■ Objective A:
Copy these records word for word: the part that opens with the line containing "out the black" and closes with the line containing "x=952, y=260", both lines included.

- - -

Once again Ham thrusts his perverse & paranoid thin end of the Satanic wedge logic into the mouths and minds of those he disagrees with and attempts to manipulate them onto a collision course with the Almighty. As one might expect from his inquisitional tactics he all but denies access to Gospel truth to his antagonists.This is the way fundamentalists attempt to forestall critical analysis of their position. (See also here)

So, although David Robertson is right, he is only right for selected Christian subcultures. Elsewhere the kind of toy town plastic theology bolstered by spiritual intimidation and which has deceived Sampson reigns supreme. As for those who are self-critical, analytical, exploratory, tentative, experimental and ask hard questions, they may find themselves being accused of at best resisting the Holy Spirit and at worst of being heretics!

Footnote:
* One of the factors at work here is the almost exclusive premium that is so often placed on purely intuitive engagements with God: Sensings, epiphanies, sublime revelations, touches of God, gnosis etc are regarded as the acme of faith; a more analytical approach is not just a poor relation in this context, but sometimes explicitly put down as mere head knowledge in comparison with the  superior "heart knowledge" of the super-spiritual Christian. The trouble is that when people like Sampson come out of their quasi-gnostic stupor they find roaring lions waiting for them, ready to devour their faith. Robertson's criticism is then justified.

- - -

■ Objective B:
Answer these questions about the commentary on fundamentalism:
(i) Who does the commentary say is right, but only for selected Christian subcultures?
(ii) In the footnote, what approach is sometimes put down as mere head knowledge?
(iii) What does the footnote say people like Sampson find waiting for them when they come out of their quasi-gnostic stupor?

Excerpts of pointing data
- - -

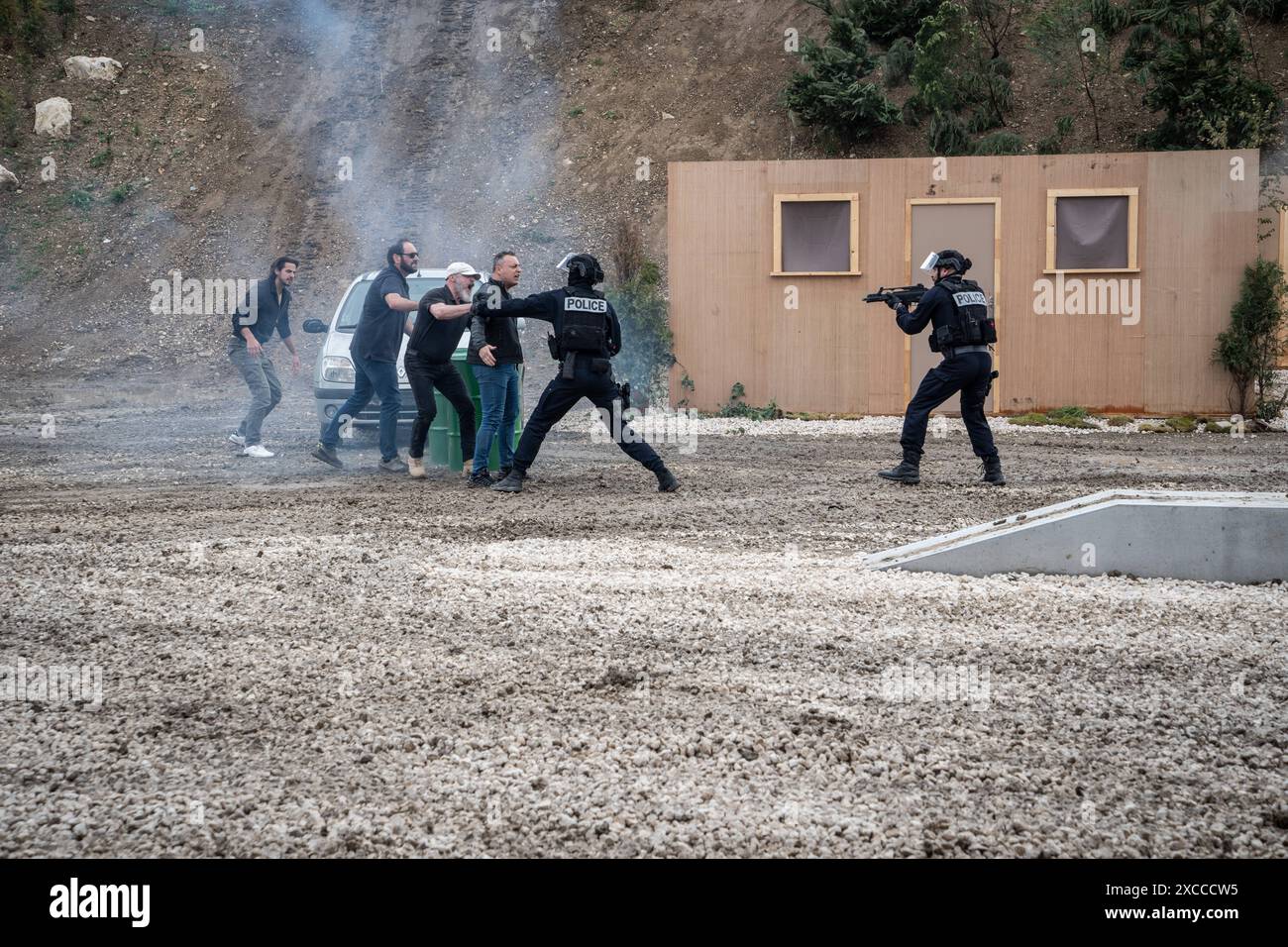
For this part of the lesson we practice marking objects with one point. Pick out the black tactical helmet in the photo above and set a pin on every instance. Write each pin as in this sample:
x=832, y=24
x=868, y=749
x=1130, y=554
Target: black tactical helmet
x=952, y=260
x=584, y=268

- - -

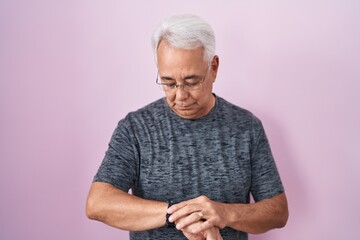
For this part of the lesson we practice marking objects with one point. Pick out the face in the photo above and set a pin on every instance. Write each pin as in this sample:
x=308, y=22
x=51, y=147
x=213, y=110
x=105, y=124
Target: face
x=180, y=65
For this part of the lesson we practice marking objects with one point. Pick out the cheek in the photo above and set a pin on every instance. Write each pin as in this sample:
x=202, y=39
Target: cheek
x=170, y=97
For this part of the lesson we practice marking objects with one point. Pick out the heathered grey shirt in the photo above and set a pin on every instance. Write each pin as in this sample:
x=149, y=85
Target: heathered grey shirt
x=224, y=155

- - -

■ Task result A:
For this part of the lesson we practice marking objects with one point. Pick out the black tactical helmet in the photo above and set a pin on every instance. Write each pin as in this sample:
x=832, y=24
x=868, y=749
x=1130, y=554
Target: black tactical helmet
x=952, y=260

■ Task result B:
(i) David Robertson
(ii) A more analytical approach
(iii) Roaring lions, ready to devour their faith